> _To be done_:
Copy out all of the material exactly.

> _Stored records_:
━━━━━━━━━━━━━━━━━━━━━━━━━━━━━━

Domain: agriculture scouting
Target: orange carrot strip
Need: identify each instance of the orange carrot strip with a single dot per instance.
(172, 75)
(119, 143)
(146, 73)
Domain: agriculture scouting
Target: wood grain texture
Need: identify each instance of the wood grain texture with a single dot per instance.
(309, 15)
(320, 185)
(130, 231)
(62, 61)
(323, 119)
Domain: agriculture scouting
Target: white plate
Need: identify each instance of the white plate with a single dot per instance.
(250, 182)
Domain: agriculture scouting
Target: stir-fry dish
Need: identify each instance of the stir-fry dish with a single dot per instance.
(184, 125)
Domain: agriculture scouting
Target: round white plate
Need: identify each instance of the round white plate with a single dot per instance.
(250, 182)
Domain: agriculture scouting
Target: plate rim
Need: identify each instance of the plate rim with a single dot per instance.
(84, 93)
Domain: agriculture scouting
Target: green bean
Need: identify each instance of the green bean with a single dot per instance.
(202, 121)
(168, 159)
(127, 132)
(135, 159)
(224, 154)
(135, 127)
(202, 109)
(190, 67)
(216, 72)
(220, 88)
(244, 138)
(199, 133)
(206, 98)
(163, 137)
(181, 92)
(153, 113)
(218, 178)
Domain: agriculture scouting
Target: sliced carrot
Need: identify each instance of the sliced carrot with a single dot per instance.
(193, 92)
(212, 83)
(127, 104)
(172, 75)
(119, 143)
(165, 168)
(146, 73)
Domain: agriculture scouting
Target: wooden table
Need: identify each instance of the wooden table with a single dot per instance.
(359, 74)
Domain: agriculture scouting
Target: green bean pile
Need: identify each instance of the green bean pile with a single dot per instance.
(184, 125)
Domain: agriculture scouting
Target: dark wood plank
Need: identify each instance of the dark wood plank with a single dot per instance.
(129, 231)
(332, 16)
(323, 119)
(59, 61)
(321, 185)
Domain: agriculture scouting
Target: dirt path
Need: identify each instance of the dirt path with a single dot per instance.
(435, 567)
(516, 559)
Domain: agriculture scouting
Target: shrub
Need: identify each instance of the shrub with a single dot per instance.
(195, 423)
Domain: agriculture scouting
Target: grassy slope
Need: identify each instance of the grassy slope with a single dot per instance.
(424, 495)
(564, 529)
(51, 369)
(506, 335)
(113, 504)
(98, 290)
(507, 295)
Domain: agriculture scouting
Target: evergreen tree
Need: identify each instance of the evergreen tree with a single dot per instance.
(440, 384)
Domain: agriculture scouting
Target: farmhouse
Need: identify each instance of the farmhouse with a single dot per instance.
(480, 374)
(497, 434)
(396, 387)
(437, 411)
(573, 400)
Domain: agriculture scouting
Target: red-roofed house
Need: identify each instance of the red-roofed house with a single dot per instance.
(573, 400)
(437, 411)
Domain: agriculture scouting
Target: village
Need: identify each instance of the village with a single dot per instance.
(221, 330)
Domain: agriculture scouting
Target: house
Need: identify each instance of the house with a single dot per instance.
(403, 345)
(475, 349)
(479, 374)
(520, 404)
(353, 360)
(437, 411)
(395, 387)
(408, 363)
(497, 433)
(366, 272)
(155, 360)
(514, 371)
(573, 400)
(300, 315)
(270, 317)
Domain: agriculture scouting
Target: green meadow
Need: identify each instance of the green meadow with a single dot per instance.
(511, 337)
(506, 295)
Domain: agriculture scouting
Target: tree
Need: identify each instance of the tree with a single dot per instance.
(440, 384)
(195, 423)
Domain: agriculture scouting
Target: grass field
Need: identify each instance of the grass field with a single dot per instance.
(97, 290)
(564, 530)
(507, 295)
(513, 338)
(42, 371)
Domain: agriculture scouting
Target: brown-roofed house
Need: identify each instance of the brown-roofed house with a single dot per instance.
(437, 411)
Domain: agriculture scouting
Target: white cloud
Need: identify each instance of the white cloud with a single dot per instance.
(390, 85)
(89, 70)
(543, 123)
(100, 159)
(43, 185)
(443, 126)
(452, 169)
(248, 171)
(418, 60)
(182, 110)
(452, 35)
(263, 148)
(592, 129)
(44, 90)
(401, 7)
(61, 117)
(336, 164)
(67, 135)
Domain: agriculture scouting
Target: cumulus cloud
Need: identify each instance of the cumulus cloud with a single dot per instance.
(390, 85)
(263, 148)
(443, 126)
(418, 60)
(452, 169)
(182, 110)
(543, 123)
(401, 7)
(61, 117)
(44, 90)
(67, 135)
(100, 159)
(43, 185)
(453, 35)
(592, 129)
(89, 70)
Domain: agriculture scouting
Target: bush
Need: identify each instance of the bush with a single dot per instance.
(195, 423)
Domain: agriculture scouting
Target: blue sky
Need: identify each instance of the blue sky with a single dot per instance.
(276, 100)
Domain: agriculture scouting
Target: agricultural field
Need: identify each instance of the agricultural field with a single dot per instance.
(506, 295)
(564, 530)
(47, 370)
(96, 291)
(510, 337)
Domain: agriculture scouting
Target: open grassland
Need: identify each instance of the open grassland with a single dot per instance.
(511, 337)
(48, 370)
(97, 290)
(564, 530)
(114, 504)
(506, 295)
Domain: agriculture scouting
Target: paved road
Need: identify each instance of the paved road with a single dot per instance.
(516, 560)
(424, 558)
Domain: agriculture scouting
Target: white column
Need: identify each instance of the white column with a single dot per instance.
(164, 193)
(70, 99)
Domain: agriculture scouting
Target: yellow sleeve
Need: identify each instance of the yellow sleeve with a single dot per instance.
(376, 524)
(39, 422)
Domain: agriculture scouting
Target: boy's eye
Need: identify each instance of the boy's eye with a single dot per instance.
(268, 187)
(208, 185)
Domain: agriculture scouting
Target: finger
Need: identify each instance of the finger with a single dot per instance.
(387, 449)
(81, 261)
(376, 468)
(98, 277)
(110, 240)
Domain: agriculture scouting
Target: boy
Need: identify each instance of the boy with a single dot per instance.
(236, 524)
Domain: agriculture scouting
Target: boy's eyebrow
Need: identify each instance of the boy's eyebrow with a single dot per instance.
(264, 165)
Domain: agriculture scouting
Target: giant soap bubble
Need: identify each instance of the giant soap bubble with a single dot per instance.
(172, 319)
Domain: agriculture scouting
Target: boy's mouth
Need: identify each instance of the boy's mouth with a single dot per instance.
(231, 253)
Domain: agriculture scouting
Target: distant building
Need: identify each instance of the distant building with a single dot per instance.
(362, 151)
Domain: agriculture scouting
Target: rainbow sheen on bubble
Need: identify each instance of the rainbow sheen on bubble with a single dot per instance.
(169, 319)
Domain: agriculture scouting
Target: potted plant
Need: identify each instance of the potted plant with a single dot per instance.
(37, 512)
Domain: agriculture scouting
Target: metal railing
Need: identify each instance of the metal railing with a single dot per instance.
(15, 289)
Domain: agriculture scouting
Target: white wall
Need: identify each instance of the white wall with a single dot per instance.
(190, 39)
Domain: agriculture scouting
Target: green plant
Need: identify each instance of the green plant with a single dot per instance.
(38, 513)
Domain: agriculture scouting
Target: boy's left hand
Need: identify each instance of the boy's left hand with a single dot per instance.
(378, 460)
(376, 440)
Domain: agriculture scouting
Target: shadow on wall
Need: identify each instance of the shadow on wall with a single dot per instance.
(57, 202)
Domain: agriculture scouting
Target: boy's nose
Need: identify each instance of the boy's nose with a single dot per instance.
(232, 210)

━━━━━━━━━━━━━━━━━━━━━━━━━━━━━━

> _Completed exercise_:
Domain: agriculture scouting
Target: orange carrot strip
Need: identify each instance of the orange carrot strip with a single dot per instance.
(172, 75)
(119, 143)
(146, 73)
Domain: agriculture scouting
Target: wood grain texture
Need: identify each instance of the wood grain texture with a single dot per instance.
(309, 15)
(320, 185)
(130, 231)
(62, 61)
(323, 119)
Domain: agriculture scouting
Target: white plate
Need: identify each instance of the white plate with a single dot per instance.
(250, 182)
Domain: agriculture scouting
Target: stir-fry dish
Need: identify each instance of the stir-fry dish with a single dot per instance.
(184, 125)
Domain: agriculture scouting
Target: round white plate
Need: identify each instance of the round white plate with a single dot per instance.
(250, 182)
Domain: agriculture scouting
Target: plate rim
Need: identify each instance of the plate rim with a single dot per instance.
(84, 93)
Domain: agriculture scouting
Target: green bean
Need: identify each instance of the green bean with a single dot per instance.
(202, 121)
(168, 159)
(127, 132)
(135, 159)
(224, 154)
(135, 127)
(202, 109)
(190, 67)
(216, 72)
(220, 88)
(244, 138)
(199, 133)
(206, 98)
(163, 137)
(181, 92)
(153, 113)
(218, 178)
Domain: agriculture scouting
Target: sliced carrot
Need: identify each instance of the sliced carrot with a single dot per instance.
(193, 92)
(212, 83)
(127, 104)
(172, 75)
(119, 143)
(165, 168)
(146, 73)
Domain: agriculture scouting
Target: wooden table
Need: identify each instance of the wooden table with a single dot per instance.
(359, 74)
Domain: agriculture scouting
Target: green bean pile
Need: identify each instance of the green bean pile with a single dot per instance.
(184, 125)
Domain: agriculture scouting
Target: dark wood plank
Need: identify each instance of the dark wood plank with a single dot per instance.
(129, 231)
(332, 16)
(323, 119)
(59, 61)
(321, 185)
Domain: agriculture scouting
Target: dirt path
Need: identify each instance of the dirt path with a single dot per instance.
(435, 567)
(516, 559)
Domain: agriculture scouting
Target: shrub
Need: identify each instance of the shrub with a single dot per instance.
(195, 423)
Domain: agriculture scouting
Target: grassy slope
Need: identify each instance of the grassy slope with a single dot per instance.
(424, 495)
(564, 529)
(51, 369)
(506, 335)
(113, 504)
(98, 290)
(507, 295)
Domain: agriculture scouting
Target: evergreen tree
Need: identify each instance of the evergreen tree with a single dot per instance.
(440, 384)
Domain: agriculture scouting
Target: farmhouse
Need: identify each instance of the farmhouse with a single dot per instance.
(480, 374)
(497, 434)
(396, 387)
(437, 411)
(573, 400)
Domain: agriculture scouting
Target: red-roofed house
Need: identify each instance of the red-roofed house with a single dot per instance.
(573, 400)
(437, 411)
Domain: agriculture scouting
Target: village
Need: identify each instance of the village with a single dot per instance.
(221, 330)
Domain: agriculture scouting
Target: house
Need: identify each instance of the house with a single dot per instance.
(403, 345)
(475, 349)
(479, 374)
(520, 404)
(353, 360)
(437, 411)
(395, 387)
(408, 363)
(497, 433)
(366, 272)
(155, 360)
(514, 371)
(573, 400)
(300, 315)
(270, 317)
Domain: agriculture scouting
Target: green meadow
Need: identify each instance of the green meadow with a single dot per instance.
(511, 337)
(506, 295)
Domain: agriculture scouting
Target: tree
Need: identify each instance of the tree with a single dot per instance.
(440, 384)
(195, 423)
Domain: agriculture scouting
Target: grass field
Need: identify each instance of the grass field with a single dot per instance.
(97, 290)
(564, 530)
(507, 295)
(513, 338)
(42, 371)
Domain: agriculture scouting
Target: brown-roofed house
Need: identify each instance of the brown-roofed house with a single dot per instance.
(437, 411)
Domain: agriculture scouting
Target: white cloud
Need: identify each instance of the white cloud with a single dot per instance.
(390, 85)
(89, 70)
(543, 123)
(100, 159)
(43, 185)
(443, 126)
(452, 169)
(248, 171)
(418, 60)
(182, 110)
(452, 35)
(263, 148)
(592, 129)
(44, 90)
(401, 7)
(61, 117)
(336, 164)
(67, 135)
Domain: agriculture scouting
Target: cumulus cloud
Need: identify each instance of the cumulus cloud with a single dot per instance.
(390, 85)
(263, 148)
(443, 126)
(418, 60)
(452, 169)
(182, 110)
(543, 123)
(401, 7)
(61, 117)
(44, 90)
(67, 135)
(100, 159)
(43, 185)
(453, 35)
(592, 129)
(89, 70)
Domain: agriculture scouting
Target: bush
Need: identify each instance of the bush with a single dot per instance.
(195, 423)
Domain: agriculture scouting
Target: blue sky
Need: identify each instance of the blue sky with a single dot per instance.
(276, 100)
Domain: agriculture scouting
Target: agricultural field
Need: identify each instance of the agricultural field with a single dot per instance.
(506, 295)
(564, 530)
(47, 370)
(96, 291)
(510, 337)
Domain: agriculture scouting
Target: open grassland
Need: identify each instance of the open grassland with a single dot per instance.
(511, 337)
(48, 370)
(97, 290)
(564, 530)
(114, 504)
(506, 295)
Domain: agriculture scouting
Target: paved road
Need: identify each instance of the paved road with a single dot per instance.
(516, 560)
(424, 558)
Domain: agriculture scouting
Target: white column
Need: identify each instance of the white column with a single dot per instance.
(164, 193)
(70, 99)
Domain: agriculture scouting
Target: yellow sleeve
Need: identify each instance of the yellow sleeve with a single dot per instance.
(376, 524)
(39, 422)
Domain: agriculture scouting
Target: boy's eye
Need: identify each instance of the boy's eye with a single dot per instance.
(268, 187)
(208, 185)
Domain: agriculture scouting
Target: finger
Need: identify each instance of the finger with a single dot per instance.
(387, 449)
(81, 261)
(376, 468)
(98, 277)
(110, 240)
Domain: agriculture scouting
Target: boy
Need: identify each instance of the boy with a single dot per instance.
(236, 524)
Domain: agriculture scouting
Target: boy's eyebrow
Need: identify each instance of the boy's eyebrow with a single dot per instance.
(264, 165)
Domain: agriculture scouting
Target: giant soap bubble
Need: identify each instance of the giant soap bubble with a single dot per instance.
(172, 319)
Domain: agriculture scouting
Target: boy's mouth
Need: identify each instance of the boy's mouth with a single dot per instance.
(231, 253)
Domain: agriculture scouting
Target: distant building
Need: identify each instance of the distant building with a single dot per instance.
(362, 151)
Domain: agriculture scouting
Target: rainbow sheen on bubble
Need: identify each instance of the rainbow sheen on bubble with a single dot per instance.
(169, 319)
Domain: agriculture scouting
Target: potted plant
Need: identify each instance of the potted plant with a single dot per instance.
(37, 512)
Domain: agriculture scouting
Target: metal railing
Need: identify each instance of the metal railing with a single dot per instance.
(15, 289)
Domain: agriculture scouting
Target: white wall
Need: identify each instance of the white wall with a single dot per instance.
(190, 39)
Domain: agriculture scouting
Target: green plant
Need: identify each instance of the green plant with a single dot per instance.
(38, 513)
Domain: agriculture scouting
Target: boy's left hand
Need: identify each instance of the boy's left hand with a single dot per instance.
(378, 460)
(376, 440)
Domain: agriculture scouting
Target: shadow on wall
Need: identify each instance of the shadow on wall with a single dot per instance.
(57, 202)
Domain: agriculture scouting
Target: boy's nose
Need: identify each instance of the boy's nose with a single dot per instance.
(232, 210)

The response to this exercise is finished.